◆ **RECORDED DATA**
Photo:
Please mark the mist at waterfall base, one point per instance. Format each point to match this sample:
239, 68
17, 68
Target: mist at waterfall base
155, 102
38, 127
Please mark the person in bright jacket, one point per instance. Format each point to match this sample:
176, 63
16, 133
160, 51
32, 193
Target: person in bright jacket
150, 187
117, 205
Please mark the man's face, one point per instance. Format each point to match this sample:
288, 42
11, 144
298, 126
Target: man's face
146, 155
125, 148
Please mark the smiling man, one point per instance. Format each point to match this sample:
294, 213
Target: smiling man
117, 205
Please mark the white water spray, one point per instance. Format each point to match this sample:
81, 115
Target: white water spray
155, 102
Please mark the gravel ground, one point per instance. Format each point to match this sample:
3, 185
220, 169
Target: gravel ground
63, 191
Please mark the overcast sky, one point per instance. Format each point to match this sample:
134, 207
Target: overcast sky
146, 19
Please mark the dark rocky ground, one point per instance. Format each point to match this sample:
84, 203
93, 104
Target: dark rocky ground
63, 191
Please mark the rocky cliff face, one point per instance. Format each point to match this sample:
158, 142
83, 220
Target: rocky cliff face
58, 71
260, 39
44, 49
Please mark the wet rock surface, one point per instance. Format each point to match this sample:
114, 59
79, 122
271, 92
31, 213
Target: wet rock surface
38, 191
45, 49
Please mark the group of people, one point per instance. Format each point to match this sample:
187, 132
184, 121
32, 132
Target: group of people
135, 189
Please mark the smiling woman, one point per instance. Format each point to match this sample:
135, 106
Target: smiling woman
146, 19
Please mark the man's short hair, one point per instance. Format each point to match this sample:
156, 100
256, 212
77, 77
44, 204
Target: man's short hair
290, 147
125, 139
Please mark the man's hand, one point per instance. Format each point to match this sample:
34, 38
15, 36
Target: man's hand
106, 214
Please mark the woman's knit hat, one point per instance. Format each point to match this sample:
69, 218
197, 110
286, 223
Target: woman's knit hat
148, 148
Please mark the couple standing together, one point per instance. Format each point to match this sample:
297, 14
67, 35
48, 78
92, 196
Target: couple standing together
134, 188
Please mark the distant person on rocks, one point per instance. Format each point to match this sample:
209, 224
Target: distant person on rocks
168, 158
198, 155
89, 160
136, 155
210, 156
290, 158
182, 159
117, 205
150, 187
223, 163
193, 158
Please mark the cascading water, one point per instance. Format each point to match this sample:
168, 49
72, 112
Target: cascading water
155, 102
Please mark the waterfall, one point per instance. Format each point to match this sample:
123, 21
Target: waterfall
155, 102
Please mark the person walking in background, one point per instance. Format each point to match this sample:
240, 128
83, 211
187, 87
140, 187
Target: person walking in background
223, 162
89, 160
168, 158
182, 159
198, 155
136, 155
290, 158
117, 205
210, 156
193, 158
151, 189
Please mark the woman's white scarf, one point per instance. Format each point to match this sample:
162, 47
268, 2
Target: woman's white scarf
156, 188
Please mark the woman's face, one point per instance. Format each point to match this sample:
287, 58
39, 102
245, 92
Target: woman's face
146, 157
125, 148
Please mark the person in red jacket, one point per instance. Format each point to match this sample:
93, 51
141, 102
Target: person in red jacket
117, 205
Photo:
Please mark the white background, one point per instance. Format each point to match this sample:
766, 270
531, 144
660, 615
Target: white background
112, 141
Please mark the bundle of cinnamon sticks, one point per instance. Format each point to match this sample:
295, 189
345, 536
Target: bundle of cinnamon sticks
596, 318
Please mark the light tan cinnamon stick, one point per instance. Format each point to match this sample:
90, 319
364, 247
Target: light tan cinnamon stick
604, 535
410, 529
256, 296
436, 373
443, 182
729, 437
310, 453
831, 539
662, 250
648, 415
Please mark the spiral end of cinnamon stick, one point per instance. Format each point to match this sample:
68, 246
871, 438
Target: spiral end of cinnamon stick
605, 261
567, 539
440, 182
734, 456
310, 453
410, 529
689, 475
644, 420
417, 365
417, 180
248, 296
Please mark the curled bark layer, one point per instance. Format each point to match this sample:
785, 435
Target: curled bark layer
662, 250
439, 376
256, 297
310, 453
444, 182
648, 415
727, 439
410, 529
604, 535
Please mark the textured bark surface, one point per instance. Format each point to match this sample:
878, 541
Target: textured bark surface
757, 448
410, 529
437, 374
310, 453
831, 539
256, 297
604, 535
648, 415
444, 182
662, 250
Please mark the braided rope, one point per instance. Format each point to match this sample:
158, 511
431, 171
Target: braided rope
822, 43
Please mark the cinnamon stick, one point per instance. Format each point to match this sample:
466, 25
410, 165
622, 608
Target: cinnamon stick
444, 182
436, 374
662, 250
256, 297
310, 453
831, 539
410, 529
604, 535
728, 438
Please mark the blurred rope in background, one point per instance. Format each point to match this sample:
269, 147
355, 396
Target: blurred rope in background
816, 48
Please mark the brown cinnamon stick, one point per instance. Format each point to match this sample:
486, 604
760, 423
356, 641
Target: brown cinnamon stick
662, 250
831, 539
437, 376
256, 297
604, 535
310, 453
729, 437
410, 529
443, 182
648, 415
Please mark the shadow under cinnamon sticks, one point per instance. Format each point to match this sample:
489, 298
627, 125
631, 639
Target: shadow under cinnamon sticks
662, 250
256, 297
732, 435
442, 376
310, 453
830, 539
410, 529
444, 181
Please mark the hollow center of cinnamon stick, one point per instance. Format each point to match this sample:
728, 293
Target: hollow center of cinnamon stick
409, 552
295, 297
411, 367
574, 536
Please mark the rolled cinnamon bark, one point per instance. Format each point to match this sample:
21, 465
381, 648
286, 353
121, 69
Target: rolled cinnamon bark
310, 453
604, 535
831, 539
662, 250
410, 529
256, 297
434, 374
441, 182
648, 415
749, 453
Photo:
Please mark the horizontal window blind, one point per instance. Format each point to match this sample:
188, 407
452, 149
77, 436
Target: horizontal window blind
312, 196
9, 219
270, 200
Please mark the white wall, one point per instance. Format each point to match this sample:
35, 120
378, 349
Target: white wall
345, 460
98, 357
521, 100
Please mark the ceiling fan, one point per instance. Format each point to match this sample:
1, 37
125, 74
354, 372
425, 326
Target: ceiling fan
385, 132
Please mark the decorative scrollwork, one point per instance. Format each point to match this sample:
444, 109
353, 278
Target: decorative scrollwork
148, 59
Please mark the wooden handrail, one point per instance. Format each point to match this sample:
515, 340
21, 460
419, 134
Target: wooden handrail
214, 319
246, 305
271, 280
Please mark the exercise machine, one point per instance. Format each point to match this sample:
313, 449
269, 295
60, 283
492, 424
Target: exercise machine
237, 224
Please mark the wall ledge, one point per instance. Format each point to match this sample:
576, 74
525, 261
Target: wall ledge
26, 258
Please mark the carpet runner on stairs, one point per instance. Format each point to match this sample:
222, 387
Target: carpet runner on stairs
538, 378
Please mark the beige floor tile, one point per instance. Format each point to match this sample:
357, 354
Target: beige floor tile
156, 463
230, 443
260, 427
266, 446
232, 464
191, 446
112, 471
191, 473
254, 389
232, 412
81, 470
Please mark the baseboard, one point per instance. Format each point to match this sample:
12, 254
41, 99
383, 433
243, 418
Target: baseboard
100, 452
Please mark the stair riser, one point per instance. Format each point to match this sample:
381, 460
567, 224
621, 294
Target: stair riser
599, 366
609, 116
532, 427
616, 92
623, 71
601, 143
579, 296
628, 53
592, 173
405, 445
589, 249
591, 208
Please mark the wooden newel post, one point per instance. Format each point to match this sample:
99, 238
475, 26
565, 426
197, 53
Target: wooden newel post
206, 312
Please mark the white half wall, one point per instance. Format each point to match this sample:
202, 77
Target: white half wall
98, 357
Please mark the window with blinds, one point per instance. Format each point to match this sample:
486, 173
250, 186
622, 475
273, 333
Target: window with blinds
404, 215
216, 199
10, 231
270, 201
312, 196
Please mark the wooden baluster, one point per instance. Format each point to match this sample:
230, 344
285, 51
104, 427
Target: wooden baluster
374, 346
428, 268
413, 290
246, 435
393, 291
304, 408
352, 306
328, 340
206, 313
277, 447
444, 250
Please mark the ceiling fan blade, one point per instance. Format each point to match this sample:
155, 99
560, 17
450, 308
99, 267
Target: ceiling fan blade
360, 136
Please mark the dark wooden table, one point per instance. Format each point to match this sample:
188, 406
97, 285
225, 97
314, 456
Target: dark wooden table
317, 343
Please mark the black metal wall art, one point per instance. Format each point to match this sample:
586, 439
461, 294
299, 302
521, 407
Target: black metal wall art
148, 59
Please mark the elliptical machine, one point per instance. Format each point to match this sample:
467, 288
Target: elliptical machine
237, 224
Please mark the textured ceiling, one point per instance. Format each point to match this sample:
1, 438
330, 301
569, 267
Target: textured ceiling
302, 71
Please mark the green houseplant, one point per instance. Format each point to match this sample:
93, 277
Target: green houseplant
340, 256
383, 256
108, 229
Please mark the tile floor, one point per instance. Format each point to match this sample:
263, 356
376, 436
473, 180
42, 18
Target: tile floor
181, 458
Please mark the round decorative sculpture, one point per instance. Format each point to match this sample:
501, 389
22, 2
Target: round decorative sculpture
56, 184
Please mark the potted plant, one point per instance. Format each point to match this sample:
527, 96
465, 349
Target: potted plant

◆ **TASK BRIEF**
Repeat exactly the lines from the one containing "Please mark the black" through the last line of the records above, both included, and nothing else.

◆ **RESULT OF THIS TASK**
Please mark the black metal wall art, one point per instance. Format each point to match this sample:
586, 439
461, 294
299, 302
521, 407
Target: black metal wall art
148, 59
Please mark the elliptical machine, one point per instance. Format each point to match this sample:
467, 288
Target: elliptical machine
237, 224
Please mark the textured ceiling, one point per instance. Format each point to match this sample:
1, 438
330, 301
569, 267
Target: textured ceiling
302, 71
Please mark the green houseplant, one point per instance. Format each point to match this sample:
93, 277
Target: green houseplant
340, 256
383, 256
108, 229
Please mark the tile floor, one point per instance. Format each point to match this sample:
263, 356
376, 436
473, 180
42, 18
Target: tile floor
181, 458
Please mark the round decorative sculpture, one point per instance. Format each point to match this sample:
501, 389
22, 2
Target: round decorative sculpture
56, 184
Please mark the potted plant, one point per instance. Format each point to match this sample:
527, 96
465, 349
Target: potted plant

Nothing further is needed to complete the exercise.